> Soal Latihan
• A. Jawablah pertanyaan berikut berdasarkan teks bacaan tentang para "markus" dan perkara pembunuhan.
(i) Di dekat kota apa tinggal orang yang membeli komoditi itu?
(ii) Uang apa yang dianggap orang itu sebagai rejeki-rejeki halal?
(iii) Menurut bagian terakhir, siapa yang patut mendapat perlindungan dari polisi dalam suatu perkara kriminal?
• B. Teruskan teks bacaan tentang para "markus" dan perlindungan saksi, mulai dari sesudah kalimat terakhirnya.

> Teks Bacaan
»»

Mulanya sepak terjang para “markus” perkara tersebut terselubung. Tetapi lambat laun, selubungnya terbuka sendiri. Dengan demikian pihak keluarga korban dengan mudah dapat menemukan kejelasan tentang alasan di balik bertele-telenya penanganan perkara pembunuhan tersebut. Ya, sejak awal, perkara pembunuhan tersebut telah dijadikan komoditi bisnis. Komoditi itu dipasarkan dengan harga tinggi untuk ukuran kabupaten yang terbilang miskin itu.

Meskipun mahal, komoditi itu dibeli juga. Oleh siapa? Oleh seseorang yang tinggal di dekat kota Larantuka. Pembelian komoditi tersebut terjadi berdasarkan tekad untuk menggagalkan proses hukum atas para pelaku pembunuhan tersebut. Baginya, jika tidak ditangkal sejak dini, proses hukum tersebut akan sangat menyakitkan dan memalukan pihaknya. Maka dalam pikirannya dia berkata, “Daripada masuk bui, lebih baik aku mengorbankan uang.”  Baginya, uang yang dibuang untuk bisnis kejahatan tersebut dapat dicari lagi, tetapi nama baik keluarga dan harga diri yang terpuruk dan remuk akibat kejahatan itu mustahil dapat dikembalikan ke posisi terpandang dan terhormat. Dengan suap, dia berusaha mencegah keterpurukan dan keremukan tersebut.

Dari rekam jejaknya, paling kurang selama berkiprah di Flores Timur, dapat diketahui bahwa si dia itu sudah pernah bermain pula dengan proyek-proyek tertentu. Dari situ mengalir uang-uang haram ke pundi-pundinya. Tetapi uang-uang haram itu dianggapnya sebagai rejeki-rejeki halal. Dari situ dia pun dalam waktu singkat dapat mewujudkan kemewahan-kemewahan yang mustahil dapat diperolehnya jika dia hanya mengandalkan gajinya sebagai seorang pegawai. Dan demi kemewahan-kemewahan itulah dia menjadi pencinta uang, bahkan dia pun menjadi hamba uang.

Seorang pencinta uang mencari uang. Dia melekatkan hatinya pada uang. Dia tidak mencari kebenaran dan kebijaksanaan. Seorang hamba uang menghormati uang. Dia tidak menghormati hak hidup sesamanya sebagai makhluk bermartabat luhur.

Dan kiranya seperti itu pula yang dilakukan oleh seorang “markus.” Tetapi si “markus” punya kelebihan tersendiri. Kelebihannya nampak dalam kemampuannya untuk memberikan cinta sejatinya kepada uang. Demi uang dia rela mengorbankan harkat dan harga dirinya sebagai manusia yang dipanggil untuk menjadi abdi Kebenaran dan Keadilan. Cintanya akan uang menjadi sumber energinya untuk terus-menerus melakukan kejahatan. Bukankah cinta akan uang merupakan sumber segala kejahatan? ***

Senin, 15 Maret 2010

Dalam perlindungan para penjahat

 

Seorang saksi kunci atau saksi mahkota dalam suatu perkara kriminal misalnya pembunuhan patut mendapat perlindungan dari polisi. Untuk apa? Ya, demi keamanan dan keselamatan saksi yang bersangkutan. Keamanan dan keselamatan saksi yang bersangkutan menjadi syarat bagi kelancaran proses hukum demi tegaknya kebenaran, keadilan, dan kepastian hukum.

««

> Data Tersedia
»»

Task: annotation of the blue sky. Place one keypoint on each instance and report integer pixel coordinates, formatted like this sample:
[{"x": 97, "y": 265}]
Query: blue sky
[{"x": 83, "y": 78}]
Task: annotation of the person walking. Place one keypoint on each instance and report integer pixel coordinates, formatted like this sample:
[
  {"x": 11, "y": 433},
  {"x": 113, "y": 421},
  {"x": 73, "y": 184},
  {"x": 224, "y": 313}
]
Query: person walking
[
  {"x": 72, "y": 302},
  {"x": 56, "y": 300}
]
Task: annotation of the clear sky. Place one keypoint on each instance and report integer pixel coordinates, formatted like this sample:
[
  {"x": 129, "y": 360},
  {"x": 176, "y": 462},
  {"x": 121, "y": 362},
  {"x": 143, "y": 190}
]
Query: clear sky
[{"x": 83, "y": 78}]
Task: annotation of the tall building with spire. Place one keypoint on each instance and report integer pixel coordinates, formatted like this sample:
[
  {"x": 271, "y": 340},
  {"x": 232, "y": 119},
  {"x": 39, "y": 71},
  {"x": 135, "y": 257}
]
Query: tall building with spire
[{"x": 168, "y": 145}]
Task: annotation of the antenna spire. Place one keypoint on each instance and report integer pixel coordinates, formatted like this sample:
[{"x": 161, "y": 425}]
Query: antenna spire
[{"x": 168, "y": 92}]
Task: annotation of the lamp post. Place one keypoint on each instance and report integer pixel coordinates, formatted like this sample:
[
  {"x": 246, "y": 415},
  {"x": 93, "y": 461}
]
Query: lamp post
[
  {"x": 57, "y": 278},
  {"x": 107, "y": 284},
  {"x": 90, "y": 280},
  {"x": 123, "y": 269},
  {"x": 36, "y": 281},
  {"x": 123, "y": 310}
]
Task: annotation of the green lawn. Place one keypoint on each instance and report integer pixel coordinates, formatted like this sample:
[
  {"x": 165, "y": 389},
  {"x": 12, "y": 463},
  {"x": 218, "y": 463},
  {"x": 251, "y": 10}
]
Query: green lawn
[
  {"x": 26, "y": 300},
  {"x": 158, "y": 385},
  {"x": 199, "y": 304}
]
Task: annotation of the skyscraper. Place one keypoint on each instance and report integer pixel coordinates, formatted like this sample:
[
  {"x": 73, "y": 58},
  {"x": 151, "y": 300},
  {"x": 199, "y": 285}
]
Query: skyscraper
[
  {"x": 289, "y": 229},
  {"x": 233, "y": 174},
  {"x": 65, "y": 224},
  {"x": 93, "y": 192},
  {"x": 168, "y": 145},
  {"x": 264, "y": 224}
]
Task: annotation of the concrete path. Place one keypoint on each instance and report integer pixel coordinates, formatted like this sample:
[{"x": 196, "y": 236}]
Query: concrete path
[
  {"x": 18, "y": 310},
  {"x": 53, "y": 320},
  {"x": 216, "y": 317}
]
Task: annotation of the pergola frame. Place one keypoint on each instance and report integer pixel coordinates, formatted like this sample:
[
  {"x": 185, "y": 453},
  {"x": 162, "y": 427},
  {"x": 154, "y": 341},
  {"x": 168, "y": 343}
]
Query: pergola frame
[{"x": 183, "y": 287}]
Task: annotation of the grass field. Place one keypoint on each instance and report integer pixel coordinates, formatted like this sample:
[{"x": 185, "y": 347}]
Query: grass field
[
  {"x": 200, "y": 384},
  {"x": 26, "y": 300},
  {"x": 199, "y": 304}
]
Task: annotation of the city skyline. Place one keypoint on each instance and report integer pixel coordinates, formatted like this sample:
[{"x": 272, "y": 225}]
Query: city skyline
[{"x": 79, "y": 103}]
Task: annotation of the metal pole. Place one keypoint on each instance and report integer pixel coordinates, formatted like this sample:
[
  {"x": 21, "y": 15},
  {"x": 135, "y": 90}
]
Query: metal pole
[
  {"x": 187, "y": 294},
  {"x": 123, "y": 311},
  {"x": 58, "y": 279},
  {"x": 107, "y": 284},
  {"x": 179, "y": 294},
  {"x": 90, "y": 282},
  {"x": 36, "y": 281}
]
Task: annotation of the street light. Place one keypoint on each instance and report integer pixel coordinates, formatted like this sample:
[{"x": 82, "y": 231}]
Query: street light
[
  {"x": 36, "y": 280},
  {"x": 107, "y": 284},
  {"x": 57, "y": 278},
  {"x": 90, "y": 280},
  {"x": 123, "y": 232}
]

««

> Kunci Jawaban
• A.
(i) Larantuka.
(ii) Uang-uang haram yang mengalir ke pundi-pundinya dari proyek-proyek tertentu.
(iii) Seorang saksi kunci atau saksi mahkota.

• B.
Dalam perkara pembunuhan terhadap Yoakim Gresituli Atamaran, Petrus Naya Koten (PNK) tampil sebagai orang pertama yang memberikan kesaksian tentang siapa saja yang menjadi pelaku pembunuhan tersebut. Kesaksiannya itu dia sampaikan kepada penyidik dan kepada salah seorang anggota keluarga korban. Setelah memberikan kesaksiannya kepada penyidik, PNK langsung meminta perlindungan polisi bagi dirinya dan keluarganya. Tetapi perlindungan termaksud berlaku untuk sementara waktu saja.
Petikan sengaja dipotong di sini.